DOCUMENT EXCERPT:
--------------------

The people of Israel began their new life of freedom by remaining in the desert regions east of Egypt for about forty years, from approximately 1275 to 1235 B.C. The central event of this period was establishing a covenant relationship between God and Israel at Mt. Sinai. The covenant reminded the people that it was God who had brought them "out of the land of Egypt, out of the house of slavery" (Exodus 20:2), and called upon them to honor God alone and reject the deities of other nations. The primary provisions of this covenant, known as the Ten Commandments, became Israel's charter as a nation. After departing from Mt. Sinai, the people gradually moved north and east into what is now the kingdom of Jordan. The generation that escaped out of Egypt, including Moses himself, died out as the people of Israel approached the Jordan River and prepared to enter the land of Canaan once again.

The details of Israel's entry into the land are unclear, but the biblical account suggests that conquest began about 1235 B.C. under the leadership of Joshua. Military victories apparently helped Israel gain possession of part of the land, but the westward movement of the Israelites was halted by the Philistines, who held sizable portions of the country. For generations the twelve tribes of Israel led a precarious existence in Canaan, often subjugated by neighboring peoples until a leader arose to liberate them. One of these leaders or "judges" was Deborah, a prophetess who led the people to victory over the Canaanites. Another judge was the strong man Samson, who fraternized with Philistine women and then avenged himself against Philistine villages when the relationships turned sour.



The continued threat of being dominated by other nations finally led the people of Israel to clamor for a king who could lead them. Samuel, the last of the judges, designated a man named Saul as Israel's first king. Saul was a tall and handsome man. Soon after becoming king, Saul demonstrated his ability by leading the Israelite army to victory. But later Saul was plagued by sharp mood swings and became jealous of the popularity enjoyed by David, a promising young man from Bethlehem, who was a member of his court. David fled for his life and lived as the leader of an outlaw band at the periphery of the country until Saul was wounded in battle and committed suicide.

David became king about 1000 B.C. and ushered in Israel's golden age. He helped to unify Israel by capturing the city of Jerusalem, which was in the middle of the country, and making it his capital. Under David's leadership a series of successful military campaigns secured Israel's borders against the neighboring peoples. One of David's own sons (Absalom) tried to seize his throne, driving him into temporary exile, but David managed to regain power. Another son named Solomon was designated as David's successor.

--------------------

MATERIAL SUPPLIED:
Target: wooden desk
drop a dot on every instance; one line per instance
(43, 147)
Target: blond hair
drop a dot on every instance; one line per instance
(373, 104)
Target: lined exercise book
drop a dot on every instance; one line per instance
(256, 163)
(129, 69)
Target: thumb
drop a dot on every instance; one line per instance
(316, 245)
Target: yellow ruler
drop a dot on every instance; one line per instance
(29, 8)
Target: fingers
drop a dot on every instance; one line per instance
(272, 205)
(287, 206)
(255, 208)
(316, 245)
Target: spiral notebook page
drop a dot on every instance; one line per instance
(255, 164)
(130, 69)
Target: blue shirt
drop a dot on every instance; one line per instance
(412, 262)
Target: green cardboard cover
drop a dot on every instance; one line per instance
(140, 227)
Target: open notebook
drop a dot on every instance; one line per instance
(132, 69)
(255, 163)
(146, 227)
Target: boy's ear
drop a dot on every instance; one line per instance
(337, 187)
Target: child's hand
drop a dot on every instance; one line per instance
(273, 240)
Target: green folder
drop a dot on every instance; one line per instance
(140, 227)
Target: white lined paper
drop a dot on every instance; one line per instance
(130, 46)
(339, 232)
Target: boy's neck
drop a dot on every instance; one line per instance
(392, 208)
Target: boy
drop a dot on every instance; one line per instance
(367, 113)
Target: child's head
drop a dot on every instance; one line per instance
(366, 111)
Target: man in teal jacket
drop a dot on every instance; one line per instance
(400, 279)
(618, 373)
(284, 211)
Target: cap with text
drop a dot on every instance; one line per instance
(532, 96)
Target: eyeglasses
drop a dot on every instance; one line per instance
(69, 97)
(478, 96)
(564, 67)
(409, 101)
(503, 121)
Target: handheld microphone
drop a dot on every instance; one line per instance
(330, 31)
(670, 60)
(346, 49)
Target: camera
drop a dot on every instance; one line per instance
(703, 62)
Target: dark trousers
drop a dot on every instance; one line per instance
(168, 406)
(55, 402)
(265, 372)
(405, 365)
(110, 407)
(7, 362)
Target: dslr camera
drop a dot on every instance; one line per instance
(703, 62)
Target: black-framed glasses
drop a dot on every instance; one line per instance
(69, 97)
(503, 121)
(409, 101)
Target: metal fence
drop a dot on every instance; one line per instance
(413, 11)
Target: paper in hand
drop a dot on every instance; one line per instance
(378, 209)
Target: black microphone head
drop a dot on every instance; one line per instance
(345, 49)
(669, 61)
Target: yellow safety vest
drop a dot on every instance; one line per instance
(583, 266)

--------------------

GOALS:
a: Can you repeat the part of the early Israel history passage that opens with the words containing "The continued threat" and closes with "and committed suicide.", swapping "army" for "forces"?
b: Which people does the early Israel history passage name as judges?

WRITTEN RESPONSES:
a:
The continued threat of being dominated by other nations finally led the people of Israel to clamor for a king who could lead them. Samuel, the last of the judges, designated a man named Saul as Israel's first king. Saul was a tall and handsome man. Soon after becoming king, Saul demonstrated his ability by leading the Israelite forces to victory. But later Saul was plagued by sharp mood swings and became jealous of the popularity enjoyed by David, a promising young man from Bethlehem, who was a member of his court. David fled for his life and lived as the leader of an outlaw band at the periphery of the country until Saul was wounded in battle and committed suicide.

b: Deborah, Samson, Samuel